• _Aim of the exercise_
Provide the number of lines below that include "deck", without any other words.

##############################

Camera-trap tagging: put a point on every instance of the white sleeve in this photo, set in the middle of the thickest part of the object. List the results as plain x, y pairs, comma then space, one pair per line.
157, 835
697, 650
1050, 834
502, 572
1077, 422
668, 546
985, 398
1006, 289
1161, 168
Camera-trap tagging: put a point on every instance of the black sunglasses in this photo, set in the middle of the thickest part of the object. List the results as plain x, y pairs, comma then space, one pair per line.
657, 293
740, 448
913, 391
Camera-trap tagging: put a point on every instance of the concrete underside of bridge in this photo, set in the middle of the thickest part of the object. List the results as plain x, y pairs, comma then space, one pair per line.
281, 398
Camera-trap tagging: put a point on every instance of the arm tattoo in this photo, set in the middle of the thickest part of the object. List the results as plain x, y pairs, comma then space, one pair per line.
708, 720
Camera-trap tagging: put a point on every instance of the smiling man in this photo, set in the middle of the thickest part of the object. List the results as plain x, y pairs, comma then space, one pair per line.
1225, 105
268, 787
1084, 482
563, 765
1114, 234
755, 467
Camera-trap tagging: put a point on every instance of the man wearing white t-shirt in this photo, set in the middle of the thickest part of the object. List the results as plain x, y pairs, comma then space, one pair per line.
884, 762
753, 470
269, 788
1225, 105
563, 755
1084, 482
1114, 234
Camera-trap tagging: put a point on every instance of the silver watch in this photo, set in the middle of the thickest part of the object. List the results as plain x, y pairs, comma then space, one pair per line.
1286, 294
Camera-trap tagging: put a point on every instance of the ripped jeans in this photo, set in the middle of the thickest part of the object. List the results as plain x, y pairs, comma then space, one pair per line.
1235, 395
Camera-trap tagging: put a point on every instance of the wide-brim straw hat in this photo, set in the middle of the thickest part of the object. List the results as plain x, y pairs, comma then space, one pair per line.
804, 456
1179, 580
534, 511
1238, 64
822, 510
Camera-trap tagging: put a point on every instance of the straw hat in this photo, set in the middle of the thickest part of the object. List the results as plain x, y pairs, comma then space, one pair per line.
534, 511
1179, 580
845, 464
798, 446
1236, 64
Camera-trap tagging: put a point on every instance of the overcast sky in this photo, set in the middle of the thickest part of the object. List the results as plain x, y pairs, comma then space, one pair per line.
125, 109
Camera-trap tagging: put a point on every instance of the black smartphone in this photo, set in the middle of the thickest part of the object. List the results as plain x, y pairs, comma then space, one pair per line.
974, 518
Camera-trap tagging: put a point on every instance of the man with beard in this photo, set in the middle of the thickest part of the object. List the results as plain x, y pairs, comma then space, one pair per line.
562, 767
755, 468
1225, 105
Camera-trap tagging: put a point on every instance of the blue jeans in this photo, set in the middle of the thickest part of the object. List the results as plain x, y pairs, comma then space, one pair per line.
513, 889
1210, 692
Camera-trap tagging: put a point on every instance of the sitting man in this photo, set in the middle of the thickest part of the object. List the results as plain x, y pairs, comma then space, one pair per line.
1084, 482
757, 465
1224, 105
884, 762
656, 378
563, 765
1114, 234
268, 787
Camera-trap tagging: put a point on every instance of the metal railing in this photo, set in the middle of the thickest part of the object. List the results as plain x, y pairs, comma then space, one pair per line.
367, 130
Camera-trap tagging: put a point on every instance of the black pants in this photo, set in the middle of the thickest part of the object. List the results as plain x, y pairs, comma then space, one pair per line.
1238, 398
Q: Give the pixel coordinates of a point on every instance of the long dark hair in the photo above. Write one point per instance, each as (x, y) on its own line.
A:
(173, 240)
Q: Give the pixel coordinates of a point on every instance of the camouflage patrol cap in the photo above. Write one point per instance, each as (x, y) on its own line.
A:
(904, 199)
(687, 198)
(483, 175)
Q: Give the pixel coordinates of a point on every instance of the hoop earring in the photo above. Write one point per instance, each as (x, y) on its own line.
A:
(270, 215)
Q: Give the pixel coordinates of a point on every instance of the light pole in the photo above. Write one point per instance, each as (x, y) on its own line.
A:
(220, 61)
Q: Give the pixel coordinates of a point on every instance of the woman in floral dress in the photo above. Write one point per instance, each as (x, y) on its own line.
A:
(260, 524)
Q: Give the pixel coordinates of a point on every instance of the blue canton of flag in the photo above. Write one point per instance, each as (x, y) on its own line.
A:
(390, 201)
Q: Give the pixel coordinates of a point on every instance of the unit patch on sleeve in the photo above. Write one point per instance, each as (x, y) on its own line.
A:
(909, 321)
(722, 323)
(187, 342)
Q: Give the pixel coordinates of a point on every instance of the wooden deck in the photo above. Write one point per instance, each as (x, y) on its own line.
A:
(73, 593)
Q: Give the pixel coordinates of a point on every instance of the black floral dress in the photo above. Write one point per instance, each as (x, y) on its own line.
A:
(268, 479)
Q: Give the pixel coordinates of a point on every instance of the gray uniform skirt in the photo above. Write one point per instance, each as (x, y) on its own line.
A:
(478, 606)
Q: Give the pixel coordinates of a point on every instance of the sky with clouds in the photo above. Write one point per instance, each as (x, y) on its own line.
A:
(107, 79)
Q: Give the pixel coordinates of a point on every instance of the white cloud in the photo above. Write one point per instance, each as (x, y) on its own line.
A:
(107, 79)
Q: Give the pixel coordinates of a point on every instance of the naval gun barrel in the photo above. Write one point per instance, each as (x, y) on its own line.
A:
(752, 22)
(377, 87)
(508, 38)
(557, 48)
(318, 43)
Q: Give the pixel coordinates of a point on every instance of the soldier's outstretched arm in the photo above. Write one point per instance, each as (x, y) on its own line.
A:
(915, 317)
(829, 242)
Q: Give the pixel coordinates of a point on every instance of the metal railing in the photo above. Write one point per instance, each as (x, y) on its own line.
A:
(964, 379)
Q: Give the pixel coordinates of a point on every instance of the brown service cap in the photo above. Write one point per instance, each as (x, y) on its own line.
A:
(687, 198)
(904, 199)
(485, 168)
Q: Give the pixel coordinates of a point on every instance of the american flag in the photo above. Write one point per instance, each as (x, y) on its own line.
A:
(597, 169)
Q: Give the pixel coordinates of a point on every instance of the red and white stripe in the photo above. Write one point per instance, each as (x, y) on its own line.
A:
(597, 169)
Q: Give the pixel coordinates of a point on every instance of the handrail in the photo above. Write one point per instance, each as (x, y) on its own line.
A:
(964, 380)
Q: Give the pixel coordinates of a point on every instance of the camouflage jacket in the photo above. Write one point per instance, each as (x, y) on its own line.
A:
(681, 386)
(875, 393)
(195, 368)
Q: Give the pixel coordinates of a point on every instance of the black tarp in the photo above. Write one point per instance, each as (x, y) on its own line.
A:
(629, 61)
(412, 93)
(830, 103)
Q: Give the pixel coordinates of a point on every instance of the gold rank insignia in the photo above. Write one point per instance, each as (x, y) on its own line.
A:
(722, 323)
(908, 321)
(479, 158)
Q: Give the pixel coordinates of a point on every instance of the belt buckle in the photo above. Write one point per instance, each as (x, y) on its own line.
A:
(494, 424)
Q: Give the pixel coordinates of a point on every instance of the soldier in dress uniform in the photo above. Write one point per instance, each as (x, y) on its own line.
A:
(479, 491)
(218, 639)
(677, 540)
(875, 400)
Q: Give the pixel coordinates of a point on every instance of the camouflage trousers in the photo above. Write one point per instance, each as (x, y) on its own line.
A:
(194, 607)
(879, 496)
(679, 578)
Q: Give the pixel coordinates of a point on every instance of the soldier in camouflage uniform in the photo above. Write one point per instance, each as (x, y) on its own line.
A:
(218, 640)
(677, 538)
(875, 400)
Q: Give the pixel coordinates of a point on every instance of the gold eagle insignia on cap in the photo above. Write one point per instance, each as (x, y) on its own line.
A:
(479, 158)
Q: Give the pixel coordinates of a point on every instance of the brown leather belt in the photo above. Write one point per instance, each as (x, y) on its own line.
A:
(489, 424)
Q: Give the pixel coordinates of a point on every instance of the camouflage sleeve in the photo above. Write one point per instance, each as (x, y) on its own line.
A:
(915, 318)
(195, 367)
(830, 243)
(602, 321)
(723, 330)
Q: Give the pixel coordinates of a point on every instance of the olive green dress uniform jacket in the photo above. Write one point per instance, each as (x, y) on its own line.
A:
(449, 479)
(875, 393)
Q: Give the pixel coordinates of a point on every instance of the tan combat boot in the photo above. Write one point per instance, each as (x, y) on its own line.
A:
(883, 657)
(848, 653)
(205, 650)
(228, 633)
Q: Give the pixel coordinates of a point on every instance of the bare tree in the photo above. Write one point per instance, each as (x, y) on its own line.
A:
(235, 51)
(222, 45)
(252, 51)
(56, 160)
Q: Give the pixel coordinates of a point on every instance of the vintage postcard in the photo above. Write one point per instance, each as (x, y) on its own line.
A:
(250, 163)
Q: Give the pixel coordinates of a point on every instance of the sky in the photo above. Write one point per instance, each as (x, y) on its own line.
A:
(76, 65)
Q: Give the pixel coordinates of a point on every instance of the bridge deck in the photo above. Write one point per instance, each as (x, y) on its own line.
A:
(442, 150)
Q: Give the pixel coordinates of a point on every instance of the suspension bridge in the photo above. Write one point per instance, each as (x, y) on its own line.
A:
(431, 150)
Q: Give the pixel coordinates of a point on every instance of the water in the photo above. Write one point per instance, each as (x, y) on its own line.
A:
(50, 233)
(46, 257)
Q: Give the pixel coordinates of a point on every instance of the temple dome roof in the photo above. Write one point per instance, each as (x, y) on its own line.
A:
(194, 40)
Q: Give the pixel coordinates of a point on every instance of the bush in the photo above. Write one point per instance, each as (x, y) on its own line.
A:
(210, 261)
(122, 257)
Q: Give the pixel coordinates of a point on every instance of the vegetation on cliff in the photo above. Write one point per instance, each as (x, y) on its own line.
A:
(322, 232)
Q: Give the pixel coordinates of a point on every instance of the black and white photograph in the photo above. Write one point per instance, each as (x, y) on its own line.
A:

##############################

• _Expected answer_
2